_Task statement_. Reproduce exactly the lines from the line containing "Where can you find the white ceramic" through the last line of the listing, and no others.

_Supplied information_.
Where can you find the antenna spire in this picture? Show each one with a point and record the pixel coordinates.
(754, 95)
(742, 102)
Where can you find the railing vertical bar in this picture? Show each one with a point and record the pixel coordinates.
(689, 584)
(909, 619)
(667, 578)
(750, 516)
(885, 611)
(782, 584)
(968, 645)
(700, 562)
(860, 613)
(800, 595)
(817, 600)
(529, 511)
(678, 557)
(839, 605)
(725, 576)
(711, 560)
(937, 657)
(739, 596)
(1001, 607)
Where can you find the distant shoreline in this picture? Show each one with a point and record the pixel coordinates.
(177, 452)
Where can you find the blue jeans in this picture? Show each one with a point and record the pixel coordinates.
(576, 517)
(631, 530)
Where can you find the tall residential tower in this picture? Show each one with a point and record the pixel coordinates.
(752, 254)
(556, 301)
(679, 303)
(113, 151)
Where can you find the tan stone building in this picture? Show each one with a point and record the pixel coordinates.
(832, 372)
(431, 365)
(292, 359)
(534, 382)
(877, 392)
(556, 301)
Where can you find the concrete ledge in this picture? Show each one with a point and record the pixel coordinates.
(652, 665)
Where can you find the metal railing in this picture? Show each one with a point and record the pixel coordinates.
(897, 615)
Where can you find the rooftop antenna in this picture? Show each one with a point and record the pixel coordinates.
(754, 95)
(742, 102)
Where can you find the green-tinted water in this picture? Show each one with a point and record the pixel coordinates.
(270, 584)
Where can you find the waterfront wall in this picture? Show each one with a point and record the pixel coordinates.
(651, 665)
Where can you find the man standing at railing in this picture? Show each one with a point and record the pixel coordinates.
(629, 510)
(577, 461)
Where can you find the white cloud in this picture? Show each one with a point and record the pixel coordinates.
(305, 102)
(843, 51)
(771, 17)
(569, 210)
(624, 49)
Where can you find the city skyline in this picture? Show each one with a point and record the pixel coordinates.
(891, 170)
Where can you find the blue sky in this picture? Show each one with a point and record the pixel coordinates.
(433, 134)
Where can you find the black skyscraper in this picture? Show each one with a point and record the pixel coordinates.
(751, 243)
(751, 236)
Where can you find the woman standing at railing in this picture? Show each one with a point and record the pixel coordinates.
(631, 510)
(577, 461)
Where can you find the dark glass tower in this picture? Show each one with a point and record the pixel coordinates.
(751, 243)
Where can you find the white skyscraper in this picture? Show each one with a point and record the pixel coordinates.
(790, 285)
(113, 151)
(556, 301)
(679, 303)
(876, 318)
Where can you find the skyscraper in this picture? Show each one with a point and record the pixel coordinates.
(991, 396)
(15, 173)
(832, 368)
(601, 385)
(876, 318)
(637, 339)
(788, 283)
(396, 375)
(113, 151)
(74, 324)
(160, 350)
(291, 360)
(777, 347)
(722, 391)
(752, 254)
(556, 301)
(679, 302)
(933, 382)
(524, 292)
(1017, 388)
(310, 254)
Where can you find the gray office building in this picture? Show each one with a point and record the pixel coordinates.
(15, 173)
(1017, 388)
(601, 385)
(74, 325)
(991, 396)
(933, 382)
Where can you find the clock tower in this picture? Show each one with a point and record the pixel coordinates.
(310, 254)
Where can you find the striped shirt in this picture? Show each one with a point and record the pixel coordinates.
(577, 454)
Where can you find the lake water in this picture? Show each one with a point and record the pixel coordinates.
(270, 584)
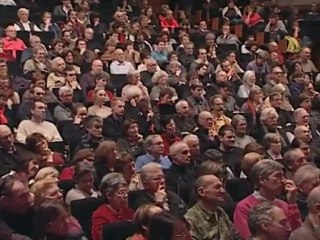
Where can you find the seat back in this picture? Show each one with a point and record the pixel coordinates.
(83, 209)
(118, 231)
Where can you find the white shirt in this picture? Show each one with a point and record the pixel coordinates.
(47, 129)
(121, 68)
(26, 27)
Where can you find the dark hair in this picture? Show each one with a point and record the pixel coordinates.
(32, 141)
(81, 155)
(164, 121)
(162, 224)
(222, 131)
(126, 125)
(82, 168)
(120, 163)
(253, 147)
(46, 213)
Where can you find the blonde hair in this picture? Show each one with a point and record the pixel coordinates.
(157, 75)
(39, 188)
(47, 173)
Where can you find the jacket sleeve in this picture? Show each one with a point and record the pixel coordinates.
(294, 216)
(240, 219)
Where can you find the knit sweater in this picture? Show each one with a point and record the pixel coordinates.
(240, 216)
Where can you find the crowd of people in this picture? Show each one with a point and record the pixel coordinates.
(158, 125)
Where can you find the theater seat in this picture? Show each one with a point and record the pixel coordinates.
(118, 231)
(82, 210)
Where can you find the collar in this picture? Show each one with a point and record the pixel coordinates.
(208, 215)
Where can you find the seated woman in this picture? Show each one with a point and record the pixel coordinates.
(37, 143)
(125, 165)
(160, 81)
(249, 80)
(104, 157)
(98, 108)
(102, 82)
(52, 221)
(38, 63)
(38, 80)
(84, 178)
(68, 57)
(141, 220)
(13, 96)
(28, 167)
(133, 79)
(253, 104)
(56, 78)
(57, 49)
(46, 190)
(239, 123)
(133, 141)
(83, 155)
(115, 189)
(171, 222)
(253, 19)
(272, 146)
(47, 173)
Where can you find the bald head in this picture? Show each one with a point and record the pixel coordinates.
(248, 161)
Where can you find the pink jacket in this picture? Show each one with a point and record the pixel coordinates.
(240, 215)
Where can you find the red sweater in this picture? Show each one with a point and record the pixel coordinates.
(104, 215)
(240, 215)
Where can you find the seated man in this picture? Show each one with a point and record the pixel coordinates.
(268, 178)
(153, 181)
(15, 203)
(38, 124)
(309, 230)
(36, 94)
(155, 149)
(265, 218)
(207, 220)
(24, 24)
(11, 42)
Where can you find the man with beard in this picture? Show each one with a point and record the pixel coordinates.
(63, 111)
(231, 155)
(268, 178)
(155, 149)
(267, 221)
(207, 220)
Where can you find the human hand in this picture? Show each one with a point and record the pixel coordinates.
(290, 189)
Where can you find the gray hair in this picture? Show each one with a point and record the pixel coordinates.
(306, 173)
(290, 156)
(65, 89)
(55, 61)
(258, 215)
(270, 138)
(83, 168)
(313, 198)
(149, 139)
(236, 119)
(267, 112)
(157, 75)
(148, 170)
(263, 169)
(179, 103)
(111, 182)
(247, 75)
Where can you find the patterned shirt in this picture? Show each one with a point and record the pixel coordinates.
(207, 225)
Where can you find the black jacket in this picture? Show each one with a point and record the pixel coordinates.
(180, 180)
(141, 197)
(112, 128)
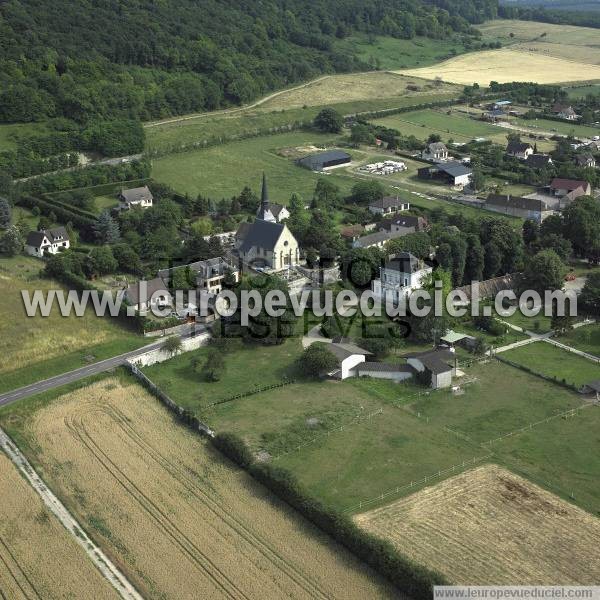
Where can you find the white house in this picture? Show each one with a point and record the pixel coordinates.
(388, 205)
(135, 197)
(47, 241)
(401, 275)
(435, 151)
(438, 364)
(349, 357)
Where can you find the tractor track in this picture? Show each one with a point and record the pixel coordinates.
(179, 539)
(180, 475)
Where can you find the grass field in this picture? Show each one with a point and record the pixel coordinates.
(448, 123)
(537, 537)
(580, 44)
(552, 361)
(38, 557)
(565, 128)
(393, 53)
(586, 338)
(38, 347)
(223, 171)
(147, 487)
(505, 66)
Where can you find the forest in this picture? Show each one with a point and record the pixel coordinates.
(117, 59)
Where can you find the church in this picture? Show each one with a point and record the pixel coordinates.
(265, 243)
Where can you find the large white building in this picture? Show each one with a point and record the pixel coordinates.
(401, 275)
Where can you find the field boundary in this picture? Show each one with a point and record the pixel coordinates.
(123, 586)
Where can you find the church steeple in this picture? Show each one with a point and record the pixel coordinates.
(264, 211)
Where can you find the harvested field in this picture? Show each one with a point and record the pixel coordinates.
(489, 526)
(38, 558)
(505, 66)
(172, 513)
(334, 89)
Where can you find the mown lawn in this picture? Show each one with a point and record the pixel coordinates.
(551, 361)
(38, 347)
(224, 170)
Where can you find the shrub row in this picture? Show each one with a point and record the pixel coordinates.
(410, 578)
(64, 213)
(562, 382)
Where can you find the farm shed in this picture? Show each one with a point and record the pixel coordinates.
(325, 160)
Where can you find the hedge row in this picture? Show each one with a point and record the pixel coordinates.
(81, 220)
(561, 382)
(410, 578)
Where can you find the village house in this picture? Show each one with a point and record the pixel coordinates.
(135, 197)
(266, 244)
(564, 111)
(438, 366)
(519, 149)
(585, 161)
(435, 151)
(147, 295)
(453, 173)
(517, 206)
(570, 189)
(401, 275)
(388, 205)
(538, 161)
(47, 241)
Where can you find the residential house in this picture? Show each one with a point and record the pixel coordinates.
(349, 356)
(379, 238)
(585, 160)
(266, 243)
(564, 111)
(519, 149)
(403, 222)
(47, 241)
(208, 275)
(135, 197)
(435, 151)
(570, 188)
(388, 205)
(401, 275)
(518, 206)
(453, 173)
(146, 295)
(538, 161)
(438, 365)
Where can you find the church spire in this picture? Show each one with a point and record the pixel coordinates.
(264, 212)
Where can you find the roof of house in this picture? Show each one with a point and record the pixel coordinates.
(584, 159)
(316, 161)
(135, 195)
(403, 262)
(515, 147)
(437, 147)
(568, 184)
(538, 161)
(152, 286)
(262, 234)
(519, 202)
(376, 367)
(343, 351)
(35, 238)
(387, 202)
(437, 361)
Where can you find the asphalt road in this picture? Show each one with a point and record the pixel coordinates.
(77, 374)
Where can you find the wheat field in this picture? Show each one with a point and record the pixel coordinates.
(504, 66)
(490, 527)
(38, 558)
(175, 516)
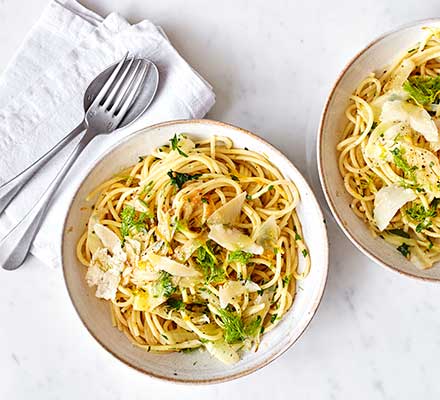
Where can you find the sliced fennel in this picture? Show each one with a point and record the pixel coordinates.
(388, 201)
(233, 239)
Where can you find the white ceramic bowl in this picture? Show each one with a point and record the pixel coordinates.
(374, 57)
(196, 367)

_Result_.
Where can you find the white ceramic bowl in this picture? Show each one with a point and record the pixel coordinates.
(374, 57)
(196, 367)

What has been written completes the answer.